> [Your task]: Wherever the word "prompts" appears in a line of the data, that line should be copied.

++++ Dataset excerpts ++++

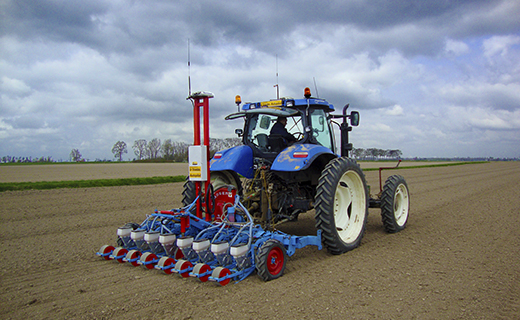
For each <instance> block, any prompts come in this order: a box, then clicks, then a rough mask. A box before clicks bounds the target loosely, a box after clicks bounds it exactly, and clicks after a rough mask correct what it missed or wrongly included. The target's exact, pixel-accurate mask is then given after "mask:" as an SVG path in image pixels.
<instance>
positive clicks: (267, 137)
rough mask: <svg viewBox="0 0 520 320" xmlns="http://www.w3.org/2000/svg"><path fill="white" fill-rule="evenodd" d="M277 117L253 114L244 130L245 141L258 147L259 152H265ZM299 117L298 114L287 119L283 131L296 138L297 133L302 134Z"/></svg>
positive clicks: (302, 130) (298, 134) (301, 121)
mask: <svg viewBox="0 0 520 320" xmlns="http://www.w3.org/2000/svg"><path fill="white" fill-rule="evenodd" d="M277 119H278V117H277V116H276V115H270V114H255V115H252V116H251V117H250V118H249V121H248V126H247V129H246V133H245V134H246V137H245V138H246V140H247V141H249V142H250V143H252V144H254V145H255V146H257V147H259V148H260V149H261V150H265V149H266V148H267V139H268V138H269V135H270V133H271V129H272V128H273V125H274V124H275V123H276V121H277ZM301 120H302V119H301V116H300V115H299V114H298V115H296V116H292V117H287V124H286V125H285V129H287V131H288V132H289V133H290V134H292V135H293V136H295V137H297V136H298V135H299V133H301V134H303V125H302V121H301Z"/></svg>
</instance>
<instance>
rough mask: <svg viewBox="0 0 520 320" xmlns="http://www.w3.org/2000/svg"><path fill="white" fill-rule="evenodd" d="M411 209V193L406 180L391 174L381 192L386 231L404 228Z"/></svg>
mask: <svg viewBox="0 0 520 320" xmlns="http://www.w3.org/2000/svg"><path fill="white" fill-rule="evenodd" d="M409 211H410V193H409V191H408V185H407V184H406V181H405V180H404V178H403V177H402V176H400V175H393V176H390V177H389V178H388V179H386V182H385V186H384V187H383V193H382V194H381V219H382V220H383V226H384V227H385V230H386V232H388V233H396V232H399V231H401V230H403V229H404V228H405V227H406V223H407V222H408V214H409Z"/></svg>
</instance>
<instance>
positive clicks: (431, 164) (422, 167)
mask: <svg viewBox="0 0 520 320" xmlns="http://www.w3.org/2000/svg"><path fill="white" fill-rule="evenodd" d="M488 162H489V161H466V162H454V163H440V164H425V165H420V166H405V167H404V166H403V167H401V166H399V167H397V168H392V167H390V166H388V165H384V164H383V163H382V164H381V167H385V168H387V169H385V170H396V169H420V168H434V167H453V166H460V165H463V164H478V163H488ZM378 170H379V168H367V169H363V171H378Z"/></svg>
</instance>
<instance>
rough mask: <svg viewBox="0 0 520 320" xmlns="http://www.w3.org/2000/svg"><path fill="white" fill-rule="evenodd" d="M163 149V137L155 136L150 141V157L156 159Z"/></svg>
mask: <svg viewBox="0 0 520 320" xmlns="http://www.w3.org/2000/svg"><path fill="white" fill-rule="evenodd" d="M160 150H161V139H157V138H153V139H152V140H151V141H150V142H148V148H147V153H148V156H149V158H150V159H156V158H157V156H158V155H159V151H160Z"/></svg>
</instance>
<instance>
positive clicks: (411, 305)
mask: <svg viewBox="0 0 520 320" xmlns="http://www.w3.org/2000/svg"><path fill="white" fill-rule="evenodd" d="M412 164H413V163H412ZM378 165H379V164H375V165H373V166H374V167H375V166H378ZM402 165H403V164H402ZM154 166H155V167H154ZM369 166H372V163H367V164H362V167H364V168H367V167H369ZM384 166H392V164H391V163H390V164H389V163H384ZM163 167H164V168H166V169H164V168H163ZM174 167H175V170H178V171H175V170H174ZM150 168H152V169H150ZM42 170H43V171H42ZM96 170H98V171H103V172H102V173H101V175H100V174H99V173H98V172H97V171H96ZM139 170H148V171H147V172H146V173H143V172H140V171H139ZM163 170H166V171H167V173H164V174H160V173H158V172H163ZM13 171H16V174H15V175H14V177H13V176H12V172H13ZM38 171H39V172H38ZM49 172H51V173H49ZM0 173H1V174H0V180H1V182H14V181H49V180H74V179H109V178H124V177H143V176H160V175H186V173H187V166H186V164H181V165H178V164H175V165H174V164H169V166H168V165H167V164H157V165H156V164H110V165H101V164H95V165H70V166H69V165H53V166H13V167H11V166H2V167H0ZM392 174H400V175H402V176H404V177H405V178H406V181H407V183H408V186H409V189H410V198H411V210H410V218H409V221H408V226H407V228H406V229H405V230H404V231H402V232H400V233H398V234H386V233H385V232H384V230H383V225H382V223H381V219H380V212H379V210H378V209H370V214H369V217H368V222H367V228H366V233H365V236H364V238H363V241H362V245H361V246H360V247H359V248H357V249H355V250H353V251H351V252H348V253H346V254H343V255H339V256H333V255H330V254H328V253H327V251H326V250H325V249H324V250H321V251H320V250H318V249H317V248H316V247H312V246H310V247H306V248H304V249H300V250H297V252H296V254H295V255H293V256H292V257H290V258H289V261H288V263H287V269H286V271H285V274H284V275H283V276H282V277H281V278H279V279H277V280H274V281H270V282H263V281H261V280H260V279H259V278H258V277H256V276H255V275H254V274H253V275H252V276H250V277H248V278H247V279H245V280H244V281H242V282H240V283H238V284H234V283H230V284H229V285H227V286H225V287H221V286H220V285H218V284H215V283H201V282H200V281H198V280H196V279H193V278H189V279H183V278H180V277H179V276H176V275H165V274H163V273H160V272H159V271H157V270H146V269H144V268H142V267H139V268H134V267H131V266H130V265H126V264H119V263H117V262H115V261H105V260H102V259H100V258H99V257H97V256H96V255H95V252H96V251H97V250H98V249H99V248H100V247H101V246H102V245H104V244H112V245H114V244H115V237H116V230H117V227H119V226H121V225H123V224H124V223H126V222H134V221H135V222H141V221H142V220H143V219H144V217H145V214H147V213H151V212H152V211H153V210H154V209H156V208H158V209H171V208H176V207H179V206H180V204H181V193H182V183H172V184H164V185H153V186H127V187H106V188H88V189H56V190H33V191H18V192H2V193H0V221H1V223H0V250H1V257H2V259H1V260H0V288H1V290H0V318H2V319H41V318H47V319H70V318H79V319H90V318H107V319H136V318H137V319H150V318H157V319H163V318H172V319H190V318H191V319H274V318H280V319H316V318H325V319H331V318H338V319H347V318H349V319H370V318H378V319H399V318H402V319H412V318H417V319H458V318H461V319H497V318H503V319H517V318H519V317H520V302H519V297H520V254H519V248H520V191H519V187H520V163H518V162H493V163H483V164H469V165H461V166H452V167H438V168H418V169H398V170H393V171H383V178H386V177H388V176H389V175H392ZM49 177H50V178H49ZM366 178H367V181H368V184H369V185H371V190H372V192H377V191H378V189H379V185H378V184H379V183H378V172H377V171H369V172H366ZM16 179H20V180H16ZM313 214H314V212H313V211H311V212H308V213H307V214H305V215H302V216H300V219H299V221H298V222H293V223H287V224H285V225H282V226H280V229H281V230H282V231H285V232H288V233H293V234H301V235H304V234H315V232H316V231H315V229H314V217H313Z"/></svg>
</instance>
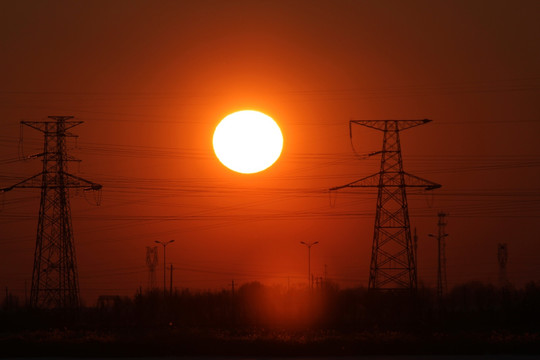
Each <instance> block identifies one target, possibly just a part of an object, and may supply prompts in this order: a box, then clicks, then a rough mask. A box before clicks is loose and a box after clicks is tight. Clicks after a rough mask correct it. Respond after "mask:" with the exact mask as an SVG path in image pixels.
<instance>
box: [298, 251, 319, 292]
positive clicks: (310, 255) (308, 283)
mask: <svg viewBox="0 0 540 360" xmlns="http://www.w3.org/2000/svg"><path fill="white" fill-rule="evenodd" d="M318 243H319V242H318V241H315V242H311V243H306V242H304V241H300V244H302V245H306V246H307V248H308V288H309V289H311V247H312V246H313V245H317V244H318Z"/></svg>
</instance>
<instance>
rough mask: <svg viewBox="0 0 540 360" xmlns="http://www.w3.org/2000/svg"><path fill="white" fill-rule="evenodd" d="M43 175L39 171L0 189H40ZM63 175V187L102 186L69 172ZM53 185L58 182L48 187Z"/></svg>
mask: <svg viewBox="0 0 540 360" xmlns="http://www.w3.org/2000/svg"><path fill="white" fill-rule="evenodd" d="M44 175H45V173H44V172H40V173H39V174H36V175H34V176H31V177H29V178H27V179H24V180H22V181H20V182H18V183H16V184H14V185H11V186H8V187H5V188H2V189H0V191H2V192H6V191H10V190H13V189H15V188H22V189H24V188H26V189H28V188H32V189H36V188H37V189H40V188H42V187H43V181H42V178H43V176H44ZM63 175H64V183H63V184H62V186H63V187H65V188H79V189H80V188H82V189H84V190H100V189H101V188H102V186H101V185H100V184H96V183H93V182H91V181H88V180H86V179H83V178H81V177H78V176H75V175H72V174H70V173H66V172H64V173H63ZM55 186H60V184H54V183H50V184H48V187H49V188H54V187H55Z"/></svg>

++++

> [Response box]:
For each <instance> block, any prompts come in this order: a box, then clicks, then a rough mask. A box before clicks bounds the target loosely, a box after clicks bounds it exactly, and clicks after a rough mask correct what it missed or wrongly included. The target's exact, pixel-accurate mask is then given after "mask:" as an SVG path in image pixels.
Each <instance> block identifies one target, possibly just a part of an object, and may supply prompts in this order: a box, then clicks, then a rough mask. A box before clicks is loose and a box after clicks is tight. Clicks after a rough mask correct it. Respond after "mask:" with the exact mask as an SVG path in image pixels.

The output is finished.